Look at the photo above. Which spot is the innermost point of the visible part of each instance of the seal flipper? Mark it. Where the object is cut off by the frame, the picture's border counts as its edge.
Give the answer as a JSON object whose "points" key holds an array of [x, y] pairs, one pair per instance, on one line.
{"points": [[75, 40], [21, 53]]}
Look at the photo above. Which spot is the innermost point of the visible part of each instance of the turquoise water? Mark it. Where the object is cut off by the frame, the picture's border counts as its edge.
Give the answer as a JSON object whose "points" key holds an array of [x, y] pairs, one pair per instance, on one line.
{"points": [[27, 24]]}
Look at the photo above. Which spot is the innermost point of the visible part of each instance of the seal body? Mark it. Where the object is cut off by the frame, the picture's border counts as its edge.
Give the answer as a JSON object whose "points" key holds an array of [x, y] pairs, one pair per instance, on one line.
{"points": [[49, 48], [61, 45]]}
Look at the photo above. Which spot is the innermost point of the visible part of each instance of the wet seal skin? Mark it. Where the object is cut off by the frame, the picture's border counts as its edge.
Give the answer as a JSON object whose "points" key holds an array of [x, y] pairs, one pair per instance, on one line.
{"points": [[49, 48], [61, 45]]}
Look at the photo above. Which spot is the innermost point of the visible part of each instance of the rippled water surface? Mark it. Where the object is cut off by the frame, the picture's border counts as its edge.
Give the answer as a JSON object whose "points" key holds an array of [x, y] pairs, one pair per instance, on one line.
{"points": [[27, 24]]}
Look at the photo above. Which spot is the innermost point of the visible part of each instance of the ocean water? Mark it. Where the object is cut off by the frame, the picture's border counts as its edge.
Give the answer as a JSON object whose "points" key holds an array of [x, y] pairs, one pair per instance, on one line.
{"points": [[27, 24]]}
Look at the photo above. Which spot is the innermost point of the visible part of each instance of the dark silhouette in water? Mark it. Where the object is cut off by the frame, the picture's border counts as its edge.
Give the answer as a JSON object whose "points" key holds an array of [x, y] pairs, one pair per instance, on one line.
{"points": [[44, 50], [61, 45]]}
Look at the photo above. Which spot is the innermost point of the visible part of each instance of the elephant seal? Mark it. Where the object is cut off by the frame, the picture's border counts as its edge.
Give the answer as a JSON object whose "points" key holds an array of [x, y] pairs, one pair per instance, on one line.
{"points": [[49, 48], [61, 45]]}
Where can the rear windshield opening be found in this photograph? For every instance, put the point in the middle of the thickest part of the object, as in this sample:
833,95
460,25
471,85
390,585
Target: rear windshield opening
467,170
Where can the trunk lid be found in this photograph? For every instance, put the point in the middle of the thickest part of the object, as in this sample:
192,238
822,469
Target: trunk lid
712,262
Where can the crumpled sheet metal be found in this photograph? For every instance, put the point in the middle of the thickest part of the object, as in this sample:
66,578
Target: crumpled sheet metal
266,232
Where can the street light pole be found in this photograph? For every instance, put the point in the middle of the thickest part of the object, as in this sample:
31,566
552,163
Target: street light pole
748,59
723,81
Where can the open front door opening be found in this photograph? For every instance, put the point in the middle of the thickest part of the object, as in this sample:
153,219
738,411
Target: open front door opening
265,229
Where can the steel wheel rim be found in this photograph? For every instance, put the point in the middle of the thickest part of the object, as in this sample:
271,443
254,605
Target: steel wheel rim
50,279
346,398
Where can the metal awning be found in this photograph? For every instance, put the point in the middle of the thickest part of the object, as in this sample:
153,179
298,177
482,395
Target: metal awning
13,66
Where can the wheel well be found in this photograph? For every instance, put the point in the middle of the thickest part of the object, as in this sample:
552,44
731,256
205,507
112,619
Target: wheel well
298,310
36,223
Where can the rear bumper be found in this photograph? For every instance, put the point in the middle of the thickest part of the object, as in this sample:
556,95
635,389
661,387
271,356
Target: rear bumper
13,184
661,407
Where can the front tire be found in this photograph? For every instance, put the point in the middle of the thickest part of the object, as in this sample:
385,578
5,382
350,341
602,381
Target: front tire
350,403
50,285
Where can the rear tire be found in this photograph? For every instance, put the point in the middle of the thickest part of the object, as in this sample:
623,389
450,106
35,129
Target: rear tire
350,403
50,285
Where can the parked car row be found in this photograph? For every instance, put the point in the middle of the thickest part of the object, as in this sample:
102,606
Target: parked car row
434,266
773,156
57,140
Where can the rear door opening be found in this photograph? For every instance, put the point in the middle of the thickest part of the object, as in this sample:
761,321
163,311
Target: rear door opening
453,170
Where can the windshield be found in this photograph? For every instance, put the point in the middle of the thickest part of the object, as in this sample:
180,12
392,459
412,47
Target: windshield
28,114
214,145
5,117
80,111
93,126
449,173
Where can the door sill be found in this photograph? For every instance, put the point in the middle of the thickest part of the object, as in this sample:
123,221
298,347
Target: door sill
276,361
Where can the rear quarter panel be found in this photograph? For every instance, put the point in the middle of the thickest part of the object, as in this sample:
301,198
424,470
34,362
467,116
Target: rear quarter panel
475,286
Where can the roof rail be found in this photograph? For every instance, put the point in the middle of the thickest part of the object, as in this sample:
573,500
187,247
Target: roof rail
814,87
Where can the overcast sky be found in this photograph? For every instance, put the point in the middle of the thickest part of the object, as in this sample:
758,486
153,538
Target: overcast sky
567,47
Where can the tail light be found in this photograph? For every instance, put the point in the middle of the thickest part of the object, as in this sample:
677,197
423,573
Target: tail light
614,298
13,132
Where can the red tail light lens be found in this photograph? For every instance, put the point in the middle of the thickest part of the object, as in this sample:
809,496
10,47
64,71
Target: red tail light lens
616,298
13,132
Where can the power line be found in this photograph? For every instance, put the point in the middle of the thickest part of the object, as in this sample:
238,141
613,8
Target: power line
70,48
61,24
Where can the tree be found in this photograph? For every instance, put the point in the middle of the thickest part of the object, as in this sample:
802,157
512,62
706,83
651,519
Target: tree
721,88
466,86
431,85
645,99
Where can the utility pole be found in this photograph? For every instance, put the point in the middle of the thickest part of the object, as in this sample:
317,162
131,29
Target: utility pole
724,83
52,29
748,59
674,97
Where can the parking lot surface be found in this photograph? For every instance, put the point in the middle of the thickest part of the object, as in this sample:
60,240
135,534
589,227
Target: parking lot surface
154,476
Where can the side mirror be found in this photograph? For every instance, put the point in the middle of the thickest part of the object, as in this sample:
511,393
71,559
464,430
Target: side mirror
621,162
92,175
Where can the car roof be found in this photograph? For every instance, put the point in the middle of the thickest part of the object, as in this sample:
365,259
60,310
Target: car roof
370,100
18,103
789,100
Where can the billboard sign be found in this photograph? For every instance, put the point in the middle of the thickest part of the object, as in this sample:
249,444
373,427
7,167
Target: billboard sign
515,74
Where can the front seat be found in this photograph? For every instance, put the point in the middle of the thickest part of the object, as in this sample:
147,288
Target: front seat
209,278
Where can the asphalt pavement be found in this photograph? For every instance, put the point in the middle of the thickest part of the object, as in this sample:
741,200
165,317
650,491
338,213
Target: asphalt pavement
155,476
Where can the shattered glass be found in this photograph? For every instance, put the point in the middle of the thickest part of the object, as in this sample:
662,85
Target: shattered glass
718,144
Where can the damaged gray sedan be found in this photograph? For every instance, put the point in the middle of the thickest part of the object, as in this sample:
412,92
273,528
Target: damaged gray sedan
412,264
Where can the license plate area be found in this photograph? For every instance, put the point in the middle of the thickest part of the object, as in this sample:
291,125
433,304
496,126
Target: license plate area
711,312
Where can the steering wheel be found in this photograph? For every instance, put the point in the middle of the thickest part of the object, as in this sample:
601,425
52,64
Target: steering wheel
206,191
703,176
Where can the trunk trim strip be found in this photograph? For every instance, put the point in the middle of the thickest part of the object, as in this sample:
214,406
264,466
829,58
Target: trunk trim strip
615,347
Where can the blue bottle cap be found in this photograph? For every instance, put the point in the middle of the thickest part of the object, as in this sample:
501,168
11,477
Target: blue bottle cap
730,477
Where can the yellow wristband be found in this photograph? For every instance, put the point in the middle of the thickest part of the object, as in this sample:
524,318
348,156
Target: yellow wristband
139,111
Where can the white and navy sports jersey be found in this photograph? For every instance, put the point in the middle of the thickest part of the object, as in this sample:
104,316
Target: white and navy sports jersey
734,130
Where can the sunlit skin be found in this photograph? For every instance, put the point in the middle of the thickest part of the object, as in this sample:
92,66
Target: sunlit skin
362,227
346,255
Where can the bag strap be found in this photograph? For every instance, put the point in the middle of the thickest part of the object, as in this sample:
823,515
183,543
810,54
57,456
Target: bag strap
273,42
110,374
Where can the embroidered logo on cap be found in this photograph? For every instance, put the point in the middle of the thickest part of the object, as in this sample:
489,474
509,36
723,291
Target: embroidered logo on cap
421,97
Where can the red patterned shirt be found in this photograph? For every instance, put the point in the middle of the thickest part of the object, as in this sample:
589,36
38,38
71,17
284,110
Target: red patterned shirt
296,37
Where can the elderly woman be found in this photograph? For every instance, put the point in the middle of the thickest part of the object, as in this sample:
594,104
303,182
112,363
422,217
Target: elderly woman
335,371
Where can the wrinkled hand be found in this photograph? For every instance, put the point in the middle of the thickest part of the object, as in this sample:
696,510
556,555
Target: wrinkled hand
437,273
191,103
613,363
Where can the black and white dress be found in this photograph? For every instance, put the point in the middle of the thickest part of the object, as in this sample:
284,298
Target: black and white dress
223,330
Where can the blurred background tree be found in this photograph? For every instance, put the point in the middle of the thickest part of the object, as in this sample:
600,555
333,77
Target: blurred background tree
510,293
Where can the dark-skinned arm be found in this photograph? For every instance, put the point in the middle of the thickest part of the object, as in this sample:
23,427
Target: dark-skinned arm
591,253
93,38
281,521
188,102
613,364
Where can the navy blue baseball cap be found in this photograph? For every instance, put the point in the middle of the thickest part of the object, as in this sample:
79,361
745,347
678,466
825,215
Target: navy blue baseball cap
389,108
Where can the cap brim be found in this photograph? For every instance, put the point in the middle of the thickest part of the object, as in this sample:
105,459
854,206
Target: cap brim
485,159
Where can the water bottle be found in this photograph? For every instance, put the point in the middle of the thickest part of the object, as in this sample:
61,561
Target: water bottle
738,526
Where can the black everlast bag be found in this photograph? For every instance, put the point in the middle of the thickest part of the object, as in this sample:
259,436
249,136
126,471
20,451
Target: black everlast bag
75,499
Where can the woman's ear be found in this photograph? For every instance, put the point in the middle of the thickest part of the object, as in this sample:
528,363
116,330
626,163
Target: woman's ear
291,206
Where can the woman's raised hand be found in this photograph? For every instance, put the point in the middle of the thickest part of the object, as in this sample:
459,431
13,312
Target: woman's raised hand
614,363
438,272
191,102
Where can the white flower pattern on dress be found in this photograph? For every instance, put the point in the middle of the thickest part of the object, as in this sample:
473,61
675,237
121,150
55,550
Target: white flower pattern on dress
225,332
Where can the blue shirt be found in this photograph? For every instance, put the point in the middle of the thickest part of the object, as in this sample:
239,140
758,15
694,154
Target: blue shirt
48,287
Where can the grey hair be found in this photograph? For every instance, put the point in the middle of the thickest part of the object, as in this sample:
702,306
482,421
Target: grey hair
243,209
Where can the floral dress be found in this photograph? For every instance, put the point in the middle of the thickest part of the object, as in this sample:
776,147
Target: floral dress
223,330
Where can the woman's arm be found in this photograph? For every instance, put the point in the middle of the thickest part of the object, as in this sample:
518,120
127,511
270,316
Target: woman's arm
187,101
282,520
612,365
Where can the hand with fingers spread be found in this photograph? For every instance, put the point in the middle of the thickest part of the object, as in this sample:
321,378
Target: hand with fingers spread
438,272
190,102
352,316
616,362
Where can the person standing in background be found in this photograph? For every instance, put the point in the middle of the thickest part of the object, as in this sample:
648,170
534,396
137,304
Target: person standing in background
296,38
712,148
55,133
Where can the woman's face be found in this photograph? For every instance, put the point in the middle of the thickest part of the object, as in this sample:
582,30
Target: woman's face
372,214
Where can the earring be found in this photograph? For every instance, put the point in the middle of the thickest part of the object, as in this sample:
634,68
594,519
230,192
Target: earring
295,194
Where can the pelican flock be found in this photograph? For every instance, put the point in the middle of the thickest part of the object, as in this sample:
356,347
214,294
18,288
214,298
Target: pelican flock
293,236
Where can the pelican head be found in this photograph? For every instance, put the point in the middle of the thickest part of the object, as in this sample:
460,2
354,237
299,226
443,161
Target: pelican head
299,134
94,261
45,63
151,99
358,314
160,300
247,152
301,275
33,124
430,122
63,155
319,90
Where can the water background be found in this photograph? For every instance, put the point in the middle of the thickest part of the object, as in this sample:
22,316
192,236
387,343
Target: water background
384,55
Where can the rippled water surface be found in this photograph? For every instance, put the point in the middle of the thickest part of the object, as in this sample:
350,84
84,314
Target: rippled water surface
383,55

****************

* [Stated exercise]: Output exactly the lines above, from the one holding "Where can the floral" through the end of the data, including the first and last.

* [Response to the task]:
Where can the floral dress be found in this photograph? For every instance, put the point in the middle of the thickest part of the object, as in this sample:
776,147
Target: floral dress
223,330
Where can the woman's arm be found in this photograph? For every instance, put the point in the middle of the thickest part of the object, as in this sample:
518,120
127,511
270,316
Target: woman's arm
187,101
282,520
612,365
Where can the hand with fingers spread be found in this photograph? For every instance, put the point in the middle of the thickest part of the object, as in this sample:
321,378
Target: hand with fingers spread
438,272
190,102
352,316
616,362
Where can the person standing in background be found in this photograph? For every instance, put the point in the middle of the thickest part of the object, as in this sample:
648,170
534,396
137,304
Target: person standing in background
296,38
712,148
55,133
Where can the woman's face be found in this photograph? For every instance, put the point in the middle of the thickest part of the object, as in this sample:
582,30
Target: woman's face
372,214
Where can the earring be found in this photograph? For every instance, put the point in the middle of the thickest part of the object, as in this sample:
634,68
594,519
230,192
Target: earring
295,194
Where can the pelican flock be found in this photograph? For every instance, put the point in the middle of the thickest part of the object, as in this sample:
356,347
214,294
18,288
214,298
Target: pelican flock
293,236
Where can the pelican head be found in this photograph? For every instance, put the point in the middle of the thickest part of the object, as in this sample:
460,2
354,237
299,226
443,161
Target: pelican head
299,134
94,261
45,63
151,99
358,314
160,300
247,152
301,275
33,124
430,122
63,155
319,90
Where can the water background be found in this photograph? For every instance, put the point in the middle of the thickest part of the object, as in this sample:
22,316
192,236
387,343
Target: water background
384,55
Where can the rippled water surface be found in this photograph? For every instance, put the point in the middle of the thickest part of the object, as in this sample:
350,84
84,314
Target: rippled water surface
383,55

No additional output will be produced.